• Extract to read:
================
This project builds a sentiment classification system for movie reviews.

Originally, the project began with a classical machine learning approach
(TF-IDF + Logistic Regression).

However, to build a more rigorous and modern system capable of understanding
grammar and contextual meaning, the model was upgraded to a Transformer-based
architecture (DistilBERT).

Final model: Fine-tuned DistilBERT for binary sentiment classification.


## 1. Dataset

The dataset consists of labeled movie reviews:

- `Review`: raw text input
- `Emotion`: sentiment label (positive / negative)

We perform supervised learning using these labeled examples.


In [None]:
!wget -O movie_reviews 'https://drive.google.com/uc?export=view&id=1kWs6yOYpdjVr-liLPs4PKIs1qSpIohzS'

--2026-02-14 01:43:49--  https://drive.google.com/uc?export=view&id=1kWs6yOYpdjVr-liLPs4PKIs1qSpIohzS
Resolving drive.google.com (drive.google.com)... 74.125.130.101, 74.125.130.138, 74.125.130.113, ...
Connecting to drive.google.com (drive.google.com)|74.125.130.101|:443... connected.
HTTP request sent, awaiting response... 303 See Other
Location: https://drive.usercontent.google.com/download?id=1kWs6yOYpdjVr-liLPs4PKIs1qSpIohzS&export=view [following]
--2026-02-14 01:43:49--  https://drive.usercontent.google.com/download?id=1kWs6yOYpdjVr-liLPs4PKIs1qSpIohzS&export=view
Resolving drive.usercontent.google.com (drive.usercontent.google.com)... 172.217.194.132, 2404:6800:4003:c04::84
Connecting to drive.usercontent.google.com (drive.usercontent.google.com)|172.217.194.132|:443... connected.
HTTP request sent, awaiting response... 200 OK
Length: 31994890 (31M) [application/octet-stream]
Saving to: ‘movie_reviews’


2026-02-14 01:43:54 (119 MB/s) - ‘movie_reviews’ saved [31994890/31994890]

In [None]:
## Label Data

import numpy as np
import pandas as pd
data = pd.read_csv('movie_reviews', delimiter=",")
data.head(20)


Unnamed: 0,Review,Emotion
0,this could have been a good episode but i simp...,negative
1,the film is severely awful and is demeaning to...,negative
2,the first 30min of the flick was choppy and ha...,negative
3,went to watch this movie expecting a nothing r...,negative
4,im not sure what dragged me into the cinema to...,negative
5,i had to write a review of this film after rea...,negative
6,having not read the novel i cant tell how fait...,negative
7,hiya folksbr br well this movie sucks really t...,negative
8,the screenwriter poorly attempted to recreate ...,negative
9,on the way back from imc6 san jose california ...,negative


# 2. Dataset Inspection

We inspect:

- Total dataset size
- Class distribution
- Label balance

This ensures the dataset is suitable for supervised learning.


In [None]:
x = data['Review']
y = data['Emotion']

In [None]:
!pip -q install transformers datasets accelerate torch scikit-learn


In [None]:
import pandas as pd
import numpy as np

from sklearn.model_selection import train_test_split
from sklearn.metrics import accuracy_score, f1_score

from datasets import Dataset
from transformers import AutoTokenizer, AutoModelForSequenceClassification, TrainingArguments, Trainer

# 3. Label Encoding

Sentiment labels are mapped to numeric IDs to allow
training using cross-entropy loss.
================
• Supplied records:
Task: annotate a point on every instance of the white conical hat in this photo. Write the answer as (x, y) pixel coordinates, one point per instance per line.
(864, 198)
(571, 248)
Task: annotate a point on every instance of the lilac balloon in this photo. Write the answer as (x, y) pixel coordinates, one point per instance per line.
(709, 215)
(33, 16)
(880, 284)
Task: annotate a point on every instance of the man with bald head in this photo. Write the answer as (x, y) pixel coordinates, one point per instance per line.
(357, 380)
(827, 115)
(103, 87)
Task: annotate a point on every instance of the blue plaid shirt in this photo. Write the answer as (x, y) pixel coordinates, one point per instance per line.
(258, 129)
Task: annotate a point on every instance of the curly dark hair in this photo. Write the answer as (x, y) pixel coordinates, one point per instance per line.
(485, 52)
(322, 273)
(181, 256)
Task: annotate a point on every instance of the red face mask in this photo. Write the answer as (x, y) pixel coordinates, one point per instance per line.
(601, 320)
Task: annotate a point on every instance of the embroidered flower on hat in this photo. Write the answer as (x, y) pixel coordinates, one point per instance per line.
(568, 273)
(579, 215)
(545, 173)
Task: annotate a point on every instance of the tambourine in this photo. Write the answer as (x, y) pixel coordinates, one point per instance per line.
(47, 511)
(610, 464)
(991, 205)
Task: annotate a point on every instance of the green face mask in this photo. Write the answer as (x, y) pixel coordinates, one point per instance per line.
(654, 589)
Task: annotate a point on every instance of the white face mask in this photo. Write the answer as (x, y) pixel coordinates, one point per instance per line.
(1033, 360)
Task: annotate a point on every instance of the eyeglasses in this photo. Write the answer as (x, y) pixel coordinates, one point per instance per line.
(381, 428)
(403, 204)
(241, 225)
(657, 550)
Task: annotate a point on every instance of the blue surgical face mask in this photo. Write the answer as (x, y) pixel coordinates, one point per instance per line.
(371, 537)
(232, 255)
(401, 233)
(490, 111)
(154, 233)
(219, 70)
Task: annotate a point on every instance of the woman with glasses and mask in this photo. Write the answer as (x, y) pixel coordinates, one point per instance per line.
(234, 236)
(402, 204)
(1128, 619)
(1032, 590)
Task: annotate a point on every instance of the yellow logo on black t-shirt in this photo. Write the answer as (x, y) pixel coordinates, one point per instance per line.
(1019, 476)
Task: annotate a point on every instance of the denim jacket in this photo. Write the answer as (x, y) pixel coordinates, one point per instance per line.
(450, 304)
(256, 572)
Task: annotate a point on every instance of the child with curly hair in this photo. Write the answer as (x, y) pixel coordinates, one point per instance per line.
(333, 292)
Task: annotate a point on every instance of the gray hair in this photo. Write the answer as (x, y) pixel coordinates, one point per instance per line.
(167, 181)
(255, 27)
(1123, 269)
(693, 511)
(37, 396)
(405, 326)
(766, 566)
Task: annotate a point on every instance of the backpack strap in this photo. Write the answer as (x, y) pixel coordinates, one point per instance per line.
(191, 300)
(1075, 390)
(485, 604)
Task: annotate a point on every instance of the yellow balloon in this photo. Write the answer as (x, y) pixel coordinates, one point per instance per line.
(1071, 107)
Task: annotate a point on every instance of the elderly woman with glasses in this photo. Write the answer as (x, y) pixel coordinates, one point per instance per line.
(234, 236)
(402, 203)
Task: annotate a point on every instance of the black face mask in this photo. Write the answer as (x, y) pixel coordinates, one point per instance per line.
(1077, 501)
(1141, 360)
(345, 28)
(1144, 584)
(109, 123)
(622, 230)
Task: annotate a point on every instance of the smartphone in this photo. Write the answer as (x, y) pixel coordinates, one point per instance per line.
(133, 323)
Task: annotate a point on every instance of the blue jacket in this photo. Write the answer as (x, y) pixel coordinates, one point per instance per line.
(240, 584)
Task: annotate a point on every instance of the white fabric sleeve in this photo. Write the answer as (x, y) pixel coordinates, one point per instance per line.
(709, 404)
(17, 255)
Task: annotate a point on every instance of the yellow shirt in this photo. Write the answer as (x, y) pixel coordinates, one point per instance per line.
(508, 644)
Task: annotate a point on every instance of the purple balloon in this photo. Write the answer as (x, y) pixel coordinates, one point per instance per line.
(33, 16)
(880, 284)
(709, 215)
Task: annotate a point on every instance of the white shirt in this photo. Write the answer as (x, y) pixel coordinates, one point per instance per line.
================
• To do:
[a] In the movie-review project text, what classical approach did the project use before the move to DistilBERT?
[b] Copy word for word the part of the movie-review project text that opens with the words containing "This project builds" and closes with "architecture (DistilBERT).".

• Results of the tasks:
[a] TF-IDF with Logistic Regression.

[b]
This project builds a sentiment classification system for movie reviews.

Originally, the project began with a classical machine learning approach
(TF-IDF + Logistic Regression).

However, to build a more rigorous and modern system capable of understanding
grammar and contextual meaning, the model was upgraded to a Transformer-based
architecture (DistilBERT).